* [Exercise directions] Write out only the lines running from the one that contains "of the tree" to the end of the material, both ends included.

* [Excerpted data]
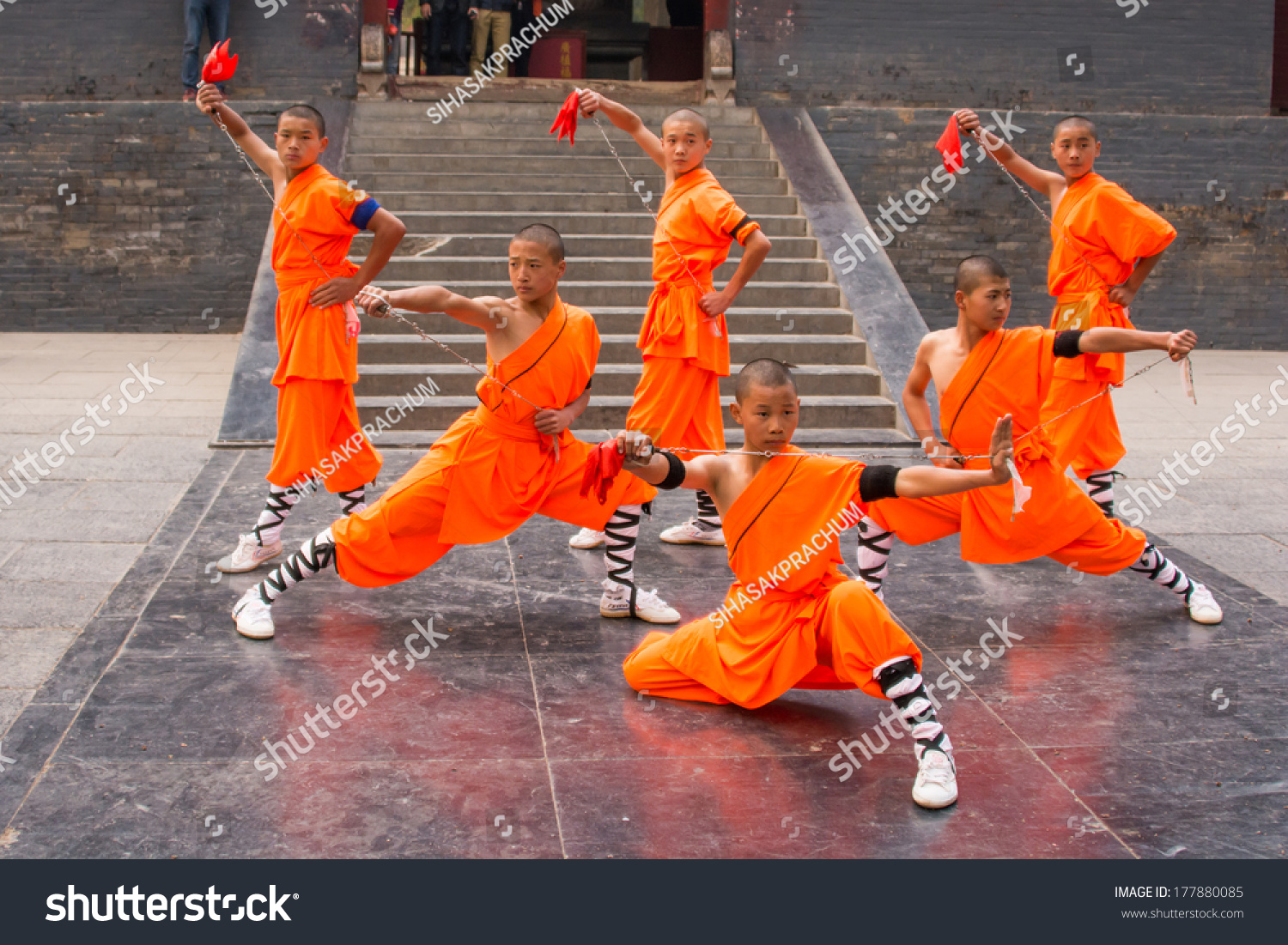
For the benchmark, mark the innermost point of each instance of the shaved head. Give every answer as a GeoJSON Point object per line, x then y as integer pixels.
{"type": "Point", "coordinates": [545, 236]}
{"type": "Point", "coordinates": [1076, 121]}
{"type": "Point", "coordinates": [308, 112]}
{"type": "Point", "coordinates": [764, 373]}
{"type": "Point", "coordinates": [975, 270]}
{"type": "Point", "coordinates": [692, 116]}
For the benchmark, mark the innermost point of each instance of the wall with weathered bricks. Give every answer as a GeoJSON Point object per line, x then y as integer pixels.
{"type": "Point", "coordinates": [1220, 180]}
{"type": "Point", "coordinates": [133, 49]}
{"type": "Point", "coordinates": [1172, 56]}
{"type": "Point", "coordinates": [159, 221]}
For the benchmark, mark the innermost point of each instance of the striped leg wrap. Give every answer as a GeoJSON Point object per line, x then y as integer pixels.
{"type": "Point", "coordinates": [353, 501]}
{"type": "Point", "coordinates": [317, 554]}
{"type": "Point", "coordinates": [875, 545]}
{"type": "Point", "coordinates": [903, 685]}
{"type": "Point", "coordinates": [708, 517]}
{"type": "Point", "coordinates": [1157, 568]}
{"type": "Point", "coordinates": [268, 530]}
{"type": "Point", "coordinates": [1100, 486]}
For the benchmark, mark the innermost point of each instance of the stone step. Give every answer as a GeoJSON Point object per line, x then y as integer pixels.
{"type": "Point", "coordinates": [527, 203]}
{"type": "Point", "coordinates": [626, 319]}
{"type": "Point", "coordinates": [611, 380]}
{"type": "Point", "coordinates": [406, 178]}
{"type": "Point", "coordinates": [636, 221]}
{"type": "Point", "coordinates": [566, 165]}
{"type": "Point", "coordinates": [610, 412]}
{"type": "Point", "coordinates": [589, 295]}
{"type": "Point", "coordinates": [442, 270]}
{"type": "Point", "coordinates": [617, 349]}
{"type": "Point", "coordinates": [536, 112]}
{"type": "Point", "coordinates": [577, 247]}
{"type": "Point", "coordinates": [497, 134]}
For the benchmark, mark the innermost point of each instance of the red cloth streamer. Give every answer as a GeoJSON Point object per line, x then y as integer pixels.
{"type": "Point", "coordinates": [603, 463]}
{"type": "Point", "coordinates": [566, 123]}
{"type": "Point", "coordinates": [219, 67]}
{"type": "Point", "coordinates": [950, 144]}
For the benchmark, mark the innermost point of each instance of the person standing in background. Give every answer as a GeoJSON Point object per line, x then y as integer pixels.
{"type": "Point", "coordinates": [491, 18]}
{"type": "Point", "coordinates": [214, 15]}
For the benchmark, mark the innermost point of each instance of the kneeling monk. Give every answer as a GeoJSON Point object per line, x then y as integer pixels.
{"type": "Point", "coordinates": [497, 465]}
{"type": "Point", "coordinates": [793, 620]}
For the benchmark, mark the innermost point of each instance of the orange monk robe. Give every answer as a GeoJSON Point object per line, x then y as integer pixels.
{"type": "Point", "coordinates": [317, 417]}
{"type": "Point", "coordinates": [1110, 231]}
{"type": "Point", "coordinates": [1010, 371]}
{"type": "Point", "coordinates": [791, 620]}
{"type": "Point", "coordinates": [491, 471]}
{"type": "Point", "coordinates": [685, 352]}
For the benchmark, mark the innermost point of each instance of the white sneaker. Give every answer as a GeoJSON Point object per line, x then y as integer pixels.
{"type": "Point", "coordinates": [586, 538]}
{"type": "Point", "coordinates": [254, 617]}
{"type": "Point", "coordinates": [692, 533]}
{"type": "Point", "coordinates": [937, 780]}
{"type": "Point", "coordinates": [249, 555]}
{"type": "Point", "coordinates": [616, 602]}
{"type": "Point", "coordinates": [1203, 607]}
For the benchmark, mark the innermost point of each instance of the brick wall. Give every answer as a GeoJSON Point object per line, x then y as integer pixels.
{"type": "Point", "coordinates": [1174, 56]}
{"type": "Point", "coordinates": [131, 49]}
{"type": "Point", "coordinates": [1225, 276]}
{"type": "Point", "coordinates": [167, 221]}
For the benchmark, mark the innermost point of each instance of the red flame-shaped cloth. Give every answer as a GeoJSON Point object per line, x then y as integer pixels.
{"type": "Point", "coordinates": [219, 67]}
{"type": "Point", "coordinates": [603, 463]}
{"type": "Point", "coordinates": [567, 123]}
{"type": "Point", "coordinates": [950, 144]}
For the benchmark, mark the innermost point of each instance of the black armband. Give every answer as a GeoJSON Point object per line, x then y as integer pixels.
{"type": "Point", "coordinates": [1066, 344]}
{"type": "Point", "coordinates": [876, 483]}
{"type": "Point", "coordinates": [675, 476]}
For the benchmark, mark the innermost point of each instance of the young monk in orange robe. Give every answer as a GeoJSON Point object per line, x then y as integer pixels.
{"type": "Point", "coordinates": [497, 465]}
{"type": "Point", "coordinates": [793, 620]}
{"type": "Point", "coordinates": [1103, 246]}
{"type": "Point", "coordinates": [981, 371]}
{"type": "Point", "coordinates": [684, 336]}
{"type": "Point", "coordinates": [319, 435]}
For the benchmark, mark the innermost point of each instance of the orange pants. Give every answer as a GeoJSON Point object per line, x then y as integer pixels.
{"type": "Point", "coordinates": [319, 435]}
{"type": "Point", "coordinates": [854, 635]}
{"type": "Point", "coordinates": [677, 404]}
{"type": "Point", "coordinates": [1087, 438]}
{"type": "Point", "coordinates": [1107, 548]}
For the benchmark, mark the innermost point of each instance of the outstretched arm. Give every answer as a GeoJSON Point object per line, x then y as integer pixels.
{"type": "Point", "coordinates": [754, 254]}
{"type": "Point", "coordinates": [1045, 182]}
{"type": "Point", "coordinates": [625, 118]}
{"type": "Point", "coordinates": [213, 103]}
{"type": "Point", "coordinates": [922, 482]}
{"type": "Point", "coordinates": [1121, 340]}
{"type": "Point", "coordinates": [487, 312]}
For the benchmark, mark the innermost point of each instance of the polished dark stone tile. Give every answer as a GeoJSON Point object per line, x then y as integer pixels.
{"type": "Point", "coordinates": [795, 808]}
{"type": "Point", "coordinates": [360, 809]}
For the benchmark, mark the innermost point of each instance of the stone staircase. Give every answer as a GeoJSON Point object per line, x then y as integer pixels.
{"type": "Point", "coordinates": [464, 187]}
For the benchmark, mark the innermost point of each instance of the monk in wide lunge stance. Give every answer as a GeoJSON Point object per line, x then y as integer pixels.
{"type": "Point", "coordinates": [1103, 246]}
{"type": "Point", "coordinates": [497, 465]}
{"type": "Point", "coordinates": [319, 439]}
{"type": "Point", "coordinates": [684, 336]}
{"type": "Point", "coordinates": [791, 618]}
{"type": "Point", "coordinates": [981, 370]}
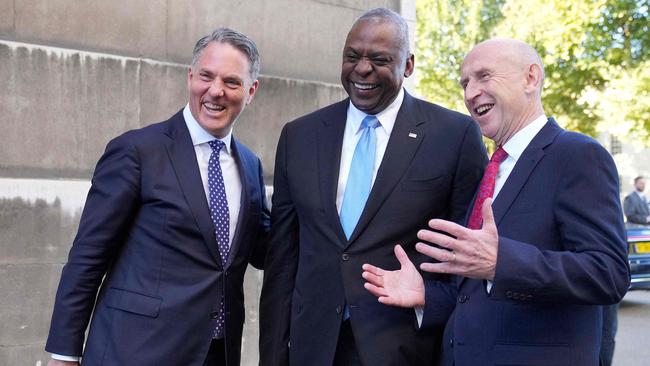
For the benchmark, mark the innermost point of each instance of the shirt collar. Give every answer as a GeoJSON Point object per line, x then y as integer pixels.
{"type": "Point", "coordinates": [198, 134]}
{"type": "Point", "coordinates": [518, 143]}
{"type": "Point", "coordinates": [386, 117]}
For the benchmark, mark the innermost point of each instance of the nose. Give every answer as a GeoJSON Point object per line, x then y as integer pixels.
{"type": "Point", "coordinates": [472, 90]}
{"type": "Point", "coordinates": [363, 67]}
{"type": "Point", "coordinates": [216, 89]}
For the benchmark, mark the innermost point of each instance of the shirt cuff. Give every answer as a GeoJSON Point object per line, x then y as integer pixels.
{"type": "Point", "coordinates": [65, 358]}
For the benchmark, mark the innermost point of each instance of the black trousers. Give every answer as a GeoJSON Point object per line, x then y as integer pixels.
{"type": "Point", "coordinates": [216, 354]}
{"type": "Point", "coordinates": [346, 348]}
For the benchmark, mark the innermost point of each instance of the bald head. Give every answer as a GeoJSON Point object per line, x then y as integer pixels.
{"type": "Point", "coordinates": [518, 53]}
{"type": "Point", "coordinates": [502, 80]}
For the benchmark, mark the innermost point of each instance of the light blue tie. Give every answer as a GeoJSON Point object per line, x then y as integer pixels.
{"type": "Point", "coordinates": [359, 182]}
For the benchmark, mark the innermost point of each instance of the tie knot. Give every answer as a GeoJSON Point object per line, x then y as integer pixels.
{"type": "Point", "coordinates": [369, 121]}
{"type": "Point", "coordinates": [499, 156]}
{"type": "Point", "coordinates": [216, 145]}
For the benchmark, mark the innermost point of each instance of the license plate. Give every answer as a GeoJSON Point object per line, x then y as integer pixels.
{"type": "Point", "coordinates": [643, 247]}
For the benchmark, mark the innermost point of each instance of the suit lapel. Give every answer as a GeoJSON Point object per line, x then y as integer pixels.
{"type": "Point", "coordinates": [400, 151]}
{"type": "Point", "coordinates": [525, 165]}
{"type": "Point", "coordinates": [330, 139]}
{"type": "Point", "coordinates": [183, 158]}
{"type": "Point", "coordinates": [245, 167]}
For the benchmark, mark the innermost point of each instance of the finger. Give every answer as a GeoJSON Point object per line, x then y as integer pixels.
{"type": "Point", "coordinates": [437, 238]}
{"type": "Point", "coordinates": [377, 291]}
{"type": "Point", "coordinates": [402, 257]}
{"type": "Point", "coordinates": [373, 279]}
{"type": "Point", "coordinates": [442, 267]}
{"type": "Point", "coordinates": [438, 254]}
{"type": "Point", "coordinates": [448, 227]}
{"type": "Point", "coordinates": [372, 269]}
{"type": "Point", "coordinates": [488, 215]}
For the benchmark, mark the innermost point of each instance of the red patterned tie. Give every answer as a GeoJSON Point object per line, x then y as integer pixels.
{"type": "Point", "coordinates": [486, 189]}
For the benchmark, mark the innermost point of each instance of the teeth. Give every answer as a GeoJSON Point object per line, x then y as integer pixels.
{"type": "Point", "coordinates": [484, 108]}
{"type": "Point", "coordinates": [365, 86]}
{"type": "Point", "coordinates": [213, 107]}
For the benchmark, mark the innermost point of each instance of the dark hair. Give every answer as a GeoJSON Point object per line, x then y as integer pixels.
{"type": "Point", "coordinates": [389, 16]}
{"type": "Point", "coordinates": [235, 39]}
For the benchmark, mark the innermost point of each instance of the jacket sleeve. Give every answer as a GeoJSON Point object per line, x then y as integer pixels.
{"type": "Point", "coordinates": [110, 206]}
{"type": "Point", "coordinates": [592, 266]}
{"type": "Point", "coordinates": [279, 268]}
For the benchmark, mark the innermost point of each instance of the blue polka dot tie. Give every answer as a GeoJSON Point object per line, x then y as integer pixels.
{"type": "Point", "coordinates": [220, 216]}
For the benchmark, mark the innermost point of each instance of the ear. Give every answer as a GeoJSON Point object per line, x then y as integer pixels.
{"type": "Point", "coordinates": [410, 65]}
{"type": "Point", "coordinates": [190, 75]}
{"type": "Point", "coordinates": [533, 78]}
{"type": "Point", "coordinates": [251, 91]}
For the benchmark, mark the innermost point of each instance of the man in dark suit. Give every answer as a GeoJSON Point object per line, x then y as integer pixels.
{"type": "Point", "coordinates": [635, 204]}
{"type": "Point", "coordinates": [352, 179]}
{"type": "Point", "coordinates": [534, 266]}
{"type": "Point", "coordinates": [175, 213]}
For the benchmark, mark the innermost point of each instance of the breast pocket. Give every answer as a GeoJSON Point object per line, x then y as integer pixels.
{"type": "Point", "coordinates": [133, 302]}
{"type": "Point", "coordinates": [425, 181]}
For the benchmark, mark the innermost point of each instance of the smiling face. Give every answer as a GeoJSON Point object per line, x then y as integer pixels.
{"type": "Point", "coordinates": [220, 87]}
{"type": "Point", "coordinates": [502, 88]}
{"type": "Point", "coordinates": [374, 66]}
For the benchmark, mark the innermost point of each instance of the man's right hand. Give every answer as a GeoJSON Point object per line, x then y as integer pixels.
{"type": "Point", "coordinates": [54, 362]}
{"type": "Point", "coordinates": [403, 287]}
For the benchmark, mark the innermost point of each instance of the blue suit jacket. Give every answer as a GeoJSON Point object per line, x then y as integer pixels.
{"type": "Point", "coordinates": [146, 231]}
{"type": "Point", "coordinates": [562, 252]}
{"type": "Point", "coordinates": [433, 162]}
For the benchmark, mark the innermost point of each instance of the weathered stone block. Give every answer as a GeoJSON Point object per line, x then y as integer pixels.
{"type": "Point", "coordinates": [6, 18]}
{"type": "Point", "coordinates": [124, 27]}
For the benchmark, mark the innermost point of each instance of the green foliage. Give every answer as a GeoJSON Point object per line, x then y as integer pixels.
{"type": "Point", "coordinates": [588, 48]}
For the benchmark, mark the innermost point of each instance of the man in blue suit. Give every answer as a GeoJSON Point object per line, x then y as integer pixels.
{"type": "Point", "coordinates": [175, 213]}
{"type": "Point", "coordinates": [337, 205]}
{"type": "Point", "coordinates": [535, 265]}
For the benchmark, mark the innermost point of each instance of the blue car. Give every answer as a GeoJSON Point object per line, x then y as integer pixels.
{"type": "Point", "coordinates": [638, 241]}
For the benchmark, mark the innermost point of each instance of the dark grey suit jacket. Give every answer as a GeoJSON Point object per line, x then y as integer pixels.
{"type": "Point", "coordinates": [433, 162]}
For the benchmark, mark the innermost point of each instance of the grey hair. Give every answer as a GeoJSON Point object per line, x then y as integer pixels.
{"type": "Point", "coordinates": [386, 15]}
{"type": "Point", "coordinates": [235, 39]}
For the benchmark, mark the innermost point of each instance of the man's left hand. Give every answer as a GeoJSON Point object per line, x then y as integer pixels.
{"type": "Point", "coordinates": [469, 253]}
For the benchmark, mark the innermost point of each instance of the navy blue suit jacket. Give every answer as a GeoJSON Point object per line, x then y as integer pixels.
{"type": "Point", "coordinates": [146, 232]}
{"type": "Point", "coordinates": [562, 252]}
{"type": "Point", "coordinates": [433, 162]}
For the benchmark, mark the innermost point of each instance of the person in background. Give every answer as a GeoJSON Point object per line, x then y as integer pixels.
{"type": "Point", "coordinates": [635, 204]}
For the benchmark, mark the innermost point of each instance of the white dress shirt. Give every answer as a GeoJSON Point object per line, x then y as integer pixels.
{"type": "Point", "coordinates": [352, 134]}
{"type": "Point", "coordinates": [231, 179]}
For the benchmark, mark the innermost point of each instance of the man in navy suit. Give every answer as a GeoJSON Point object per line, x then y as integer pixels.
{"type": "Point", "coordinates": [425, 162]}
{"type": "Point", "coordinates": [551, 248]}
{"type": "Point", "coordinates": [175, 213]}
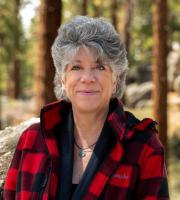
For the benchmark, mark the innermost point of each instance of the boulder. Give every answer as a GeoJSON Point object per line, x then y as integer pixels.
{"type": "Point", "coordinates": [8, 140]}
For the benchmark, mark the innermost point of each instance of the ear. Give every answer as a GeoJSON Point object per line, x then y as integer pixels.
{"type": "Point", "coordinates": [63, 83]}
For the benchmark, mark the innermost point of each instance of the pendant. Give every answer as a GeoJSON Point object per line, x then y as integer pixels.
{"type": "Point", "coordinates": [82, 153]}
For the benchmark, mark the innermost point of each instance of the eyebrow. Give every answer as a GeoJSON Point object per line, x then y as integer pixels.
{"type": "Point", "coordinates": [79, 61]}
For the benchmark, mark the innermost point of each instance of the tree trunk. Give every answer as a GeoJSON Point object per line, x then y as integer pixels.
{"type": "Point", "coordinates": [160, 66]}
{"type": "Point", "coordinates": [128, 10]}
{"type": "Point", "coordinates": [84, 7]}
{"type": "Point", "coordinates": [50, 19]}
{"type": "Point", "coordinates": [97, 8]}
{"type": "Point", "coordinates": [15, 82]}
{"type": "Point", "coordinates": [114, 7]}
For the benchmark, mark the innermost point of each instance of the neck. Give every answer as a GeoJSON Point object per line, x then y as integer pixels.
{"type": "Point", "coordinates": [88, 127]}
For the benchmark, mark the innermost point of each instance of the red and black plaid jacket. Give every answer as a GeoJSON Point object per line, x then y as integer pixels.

* [Solution for this exercise]
For the benchmark, mark the innermost point of each instance of the tree trunk. Give every answer as a GeoJSON Point object per line, x then y as integer pixels.
{"type": "Point", "coordinates": [160, 66]}
{"type": "Point", "coordinates": [128, 10]}
{"type": "Point", "coordinates": [84, 7]}
{"type": "Point", "coordinates": [50, 19]}
{"type": "Point", "coordinates": [97, 8]}
{"type": "Point", "coordinates": [15, 82]}
{"type": "Point", "coordinates": [114, 7]}
For the benchmark, mark the innermost point of each instance of the neck. Give every answer as a GeoJSON Point object per line, x then y as integer pixels.
{"type": "Point", "coordinates": [88, 127]}
For the benchmark, mark the innermost point of each instance of the red and black plaid jacket. Give every answer as a GeoJSON Point object per line, x then y as integer pixels.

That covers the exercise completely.